What to work on: After finding the line with "column 359, row 871" in the entries below, retype exactly each line from there through the line with "A rule for this batch: each instance of the green tree", including that final line.

[[ Given data open ]]

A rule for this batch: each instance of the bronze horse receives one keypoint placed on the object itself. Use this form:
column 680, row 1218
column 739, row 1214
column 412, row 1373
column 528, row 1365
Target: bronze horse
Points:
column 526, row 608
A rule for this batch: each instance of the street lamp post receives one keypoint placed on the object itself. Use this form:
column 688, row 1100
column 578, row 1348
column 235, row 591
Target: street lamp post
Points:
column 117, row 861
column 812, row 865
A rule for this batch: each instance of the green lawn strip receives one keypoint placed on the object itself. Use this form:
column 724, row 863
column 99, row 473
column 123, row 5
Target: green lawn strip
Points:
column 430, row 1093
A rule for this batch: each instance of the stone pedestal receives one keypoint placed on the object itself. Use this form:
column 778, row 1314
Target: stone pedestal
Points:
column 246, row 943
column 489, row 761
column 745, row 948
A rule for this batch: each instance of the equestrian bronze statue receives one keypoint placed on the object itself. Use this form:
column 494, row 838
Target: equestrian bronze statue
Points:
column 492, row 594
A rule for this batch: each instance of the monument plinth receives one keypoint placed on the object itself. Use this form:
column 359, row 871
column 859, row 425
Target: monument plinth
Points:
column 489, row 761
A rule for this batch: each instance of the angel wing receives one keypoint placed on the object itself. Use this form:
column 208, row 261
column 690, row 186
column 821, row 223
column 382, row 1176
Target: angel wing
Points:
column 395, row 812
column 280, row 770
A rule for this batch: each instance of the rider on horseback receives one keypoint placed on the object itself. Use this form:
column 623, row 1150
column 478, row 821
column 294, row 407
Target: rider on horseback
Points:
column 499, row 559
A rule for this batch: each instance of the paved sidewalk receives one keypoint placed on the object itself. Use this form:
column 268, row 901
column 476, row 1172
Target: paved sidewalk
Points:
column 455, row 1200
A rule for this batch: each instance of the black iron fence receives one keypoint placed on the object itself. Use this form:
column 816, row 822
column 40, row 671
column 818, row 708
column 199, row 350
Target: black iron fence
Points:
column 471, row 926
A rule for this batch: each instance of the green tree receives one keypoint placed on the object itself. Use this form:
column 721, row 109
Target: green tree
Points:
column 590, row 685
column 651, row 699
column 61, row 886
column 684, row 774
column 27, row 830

[[ Given data closed ]]

Completed task:
column 359, row 871
column 859, row 425
Target: monument plinth
Points:
column 489, row 761
A rule for this batch: each instance of the angel wing receives one keypoint placed on the object itself. Use this form:
column 208, row 261
column 690, row 186
column 821, row 223
column 382, row 1176
Target: angel wing
Points:
column 395, row 812
column 280, row 770
A rule for this batch: each instance of the rider on horseback receives one keypoint placed on the object itself. Use this form:
column 623, row 1150
column 478, row 821
column 294, row 407
Target: rider on horseback
Points:
column 499, row 559
A rule for this batch: each instance of the paved sidewalk receives one keypoint placed on the object itself. Use this form:
column 268, row 901
column 476, row 1172
Target: paved sidewalk
Points:
column 455, row 1200
A rule for this batch: each instance of the black iron fence receives one keypoint placed on the object itself. Use this form:
column 816, row 822
column 40, row 671
column 818, row 708
column 199, row 350
Target: black iron fence
Points:
column 471, row 926
A rule for this batch: each instance of the green tree receives one keypoint placed on the object itself. Use this form:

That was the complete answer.